Pick out every line in the material below that contains the word "gloved", and copy each of those lines.

SUPPLIED DATA
::::::

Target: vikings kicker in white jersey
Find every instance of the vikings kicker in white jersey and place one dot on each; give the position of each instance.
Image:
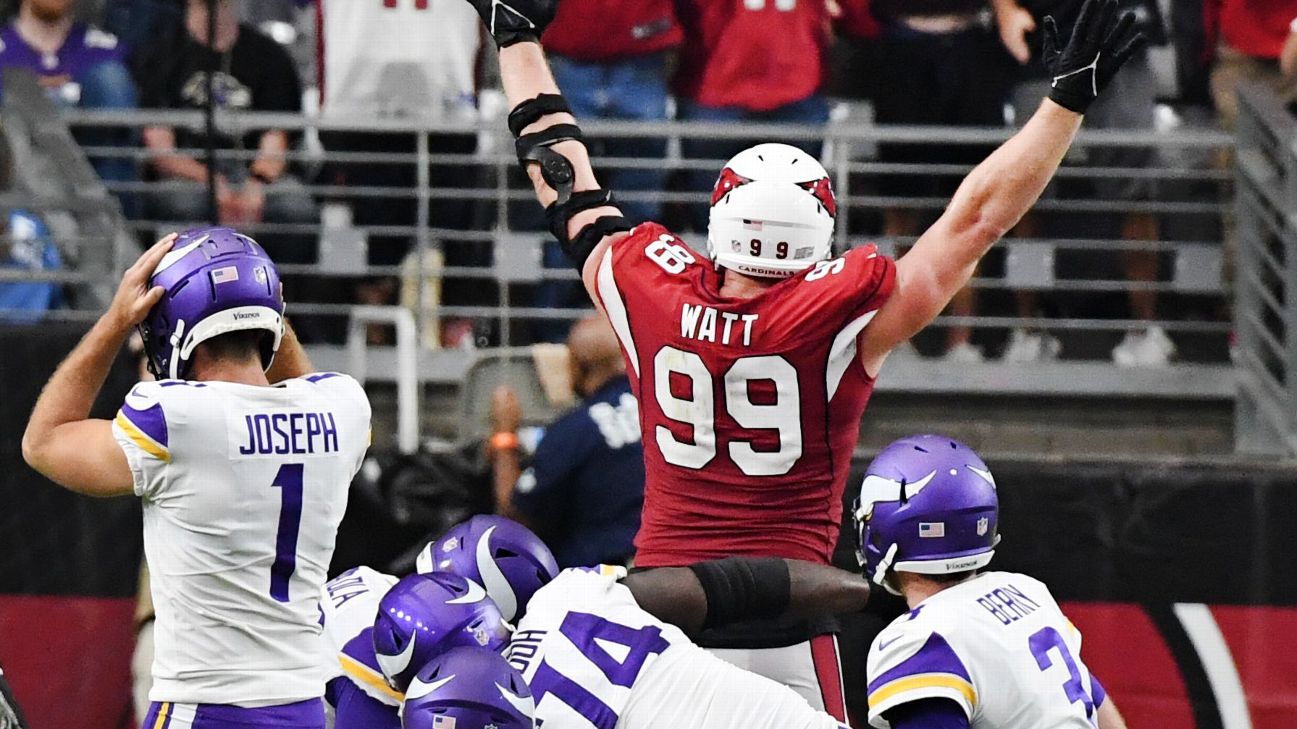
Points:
(244, 488)
(348, 606)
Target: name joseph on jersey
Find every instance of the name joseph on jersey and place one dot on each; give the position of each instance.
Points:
(278, 433)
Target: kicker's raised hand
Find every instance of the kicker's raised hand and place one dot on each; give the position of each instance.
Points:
(1099, 46)
(515, 21)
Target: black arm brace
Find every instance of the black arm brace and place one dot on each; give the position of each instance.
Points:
(557, 171)
(743, 588)
(531, 112)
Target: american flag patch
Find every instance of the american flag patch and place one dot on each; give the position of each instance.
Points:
(225, 275)
(931, 529)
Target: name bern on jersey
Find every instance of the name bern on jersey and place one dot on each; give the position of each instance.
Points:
(278, 433)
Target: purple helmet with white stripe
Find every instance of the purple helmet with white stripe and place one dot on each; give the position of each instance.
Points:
(928, 505)
(468, 688)
(498, 554)
(426, 615)
(217, 280)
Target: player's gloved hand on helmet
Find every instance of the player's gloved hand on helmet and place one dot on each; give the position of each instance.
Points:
(1099, 47)
(515, 21)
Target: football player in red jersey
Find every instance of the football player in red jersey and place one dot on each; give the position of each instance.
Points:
(752, 363)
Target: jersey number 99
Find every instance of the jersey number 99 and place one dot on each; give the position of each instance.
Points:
(698, 411)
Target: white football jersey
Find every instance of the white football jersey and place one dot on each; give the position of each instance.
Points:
(348, 606)
(594, 659)
(998, 645)
(243, 490)
(400, 57)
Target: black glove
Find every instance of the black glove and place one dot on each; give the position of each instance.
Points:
(1099, 47)
(515, 21)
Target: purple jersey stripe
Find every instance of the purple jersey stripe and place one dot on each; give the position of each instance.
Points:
(301, 715)
(322, 376)
(151, 422)
(935, 657)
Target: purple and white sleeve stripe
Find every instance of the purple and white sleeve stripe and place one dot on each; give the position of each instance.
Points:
(151, 422)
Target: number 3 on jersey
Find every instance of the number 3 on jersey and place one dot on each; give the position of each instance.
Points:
(698, 411)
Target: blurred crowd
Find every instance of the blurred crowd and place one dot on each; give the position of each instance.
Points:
(950, 62)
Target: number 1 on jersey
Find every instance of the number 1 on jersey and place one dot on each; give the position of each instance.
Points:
(289, 481)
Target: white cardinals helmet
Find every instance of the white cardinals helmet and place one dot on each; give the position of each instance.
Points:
(772, 213)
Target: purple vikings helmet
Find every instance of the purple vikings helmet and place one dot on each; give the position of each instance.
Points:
(217, 282)
(928, 506)
(498, 554)
(468, 688)
(426, 615)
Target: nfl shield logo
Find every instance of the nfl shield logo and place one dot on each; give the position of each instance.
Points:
(931, 529)
(225, 275)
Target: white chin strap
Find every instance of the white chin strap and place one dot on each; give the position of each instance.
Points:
(883, 566)
(236, 319)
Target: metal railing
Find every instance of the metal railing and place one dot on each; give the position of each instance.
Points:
(1266, 275)
(493, 249)
(52, 178)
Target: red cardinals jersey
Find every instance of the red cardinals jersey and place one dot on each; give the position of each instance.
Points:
(750, 407)
(756, 55)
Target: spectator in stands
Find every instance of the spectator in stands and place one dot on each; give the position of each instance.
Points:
(140, 22)
(1257, 42)
(942, 66)
(1131, 105)
(749, 61)
(25, 245)
(252, 73)
(584, 489)
(414, 61)
(619, 73)
(79, 65)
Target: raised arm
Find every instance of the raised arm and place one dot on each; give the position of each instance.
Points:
(291, 361)
(62, 441)
(581, 215)
(720, 592)
(999, 191)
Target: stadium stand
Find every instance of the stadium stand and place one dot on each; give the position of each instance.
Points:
(1148, 493)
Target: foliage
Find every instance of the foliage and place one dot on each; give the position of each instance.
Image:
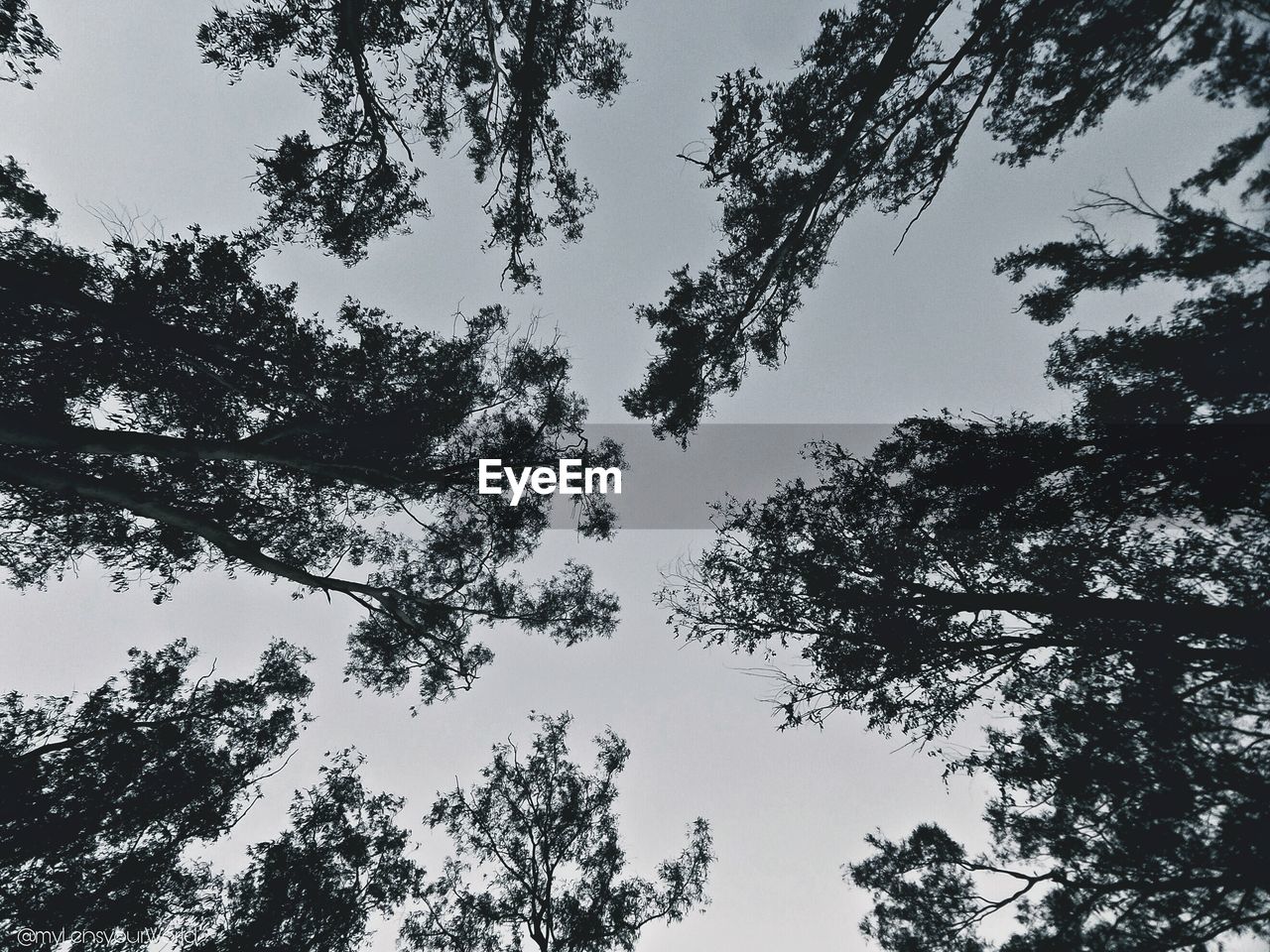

::::::

RESPONSE
Target: player's gloved hand on helmet
Find every instance of the player's gloved hand on helmet and place one dot on each; give the position of each instance.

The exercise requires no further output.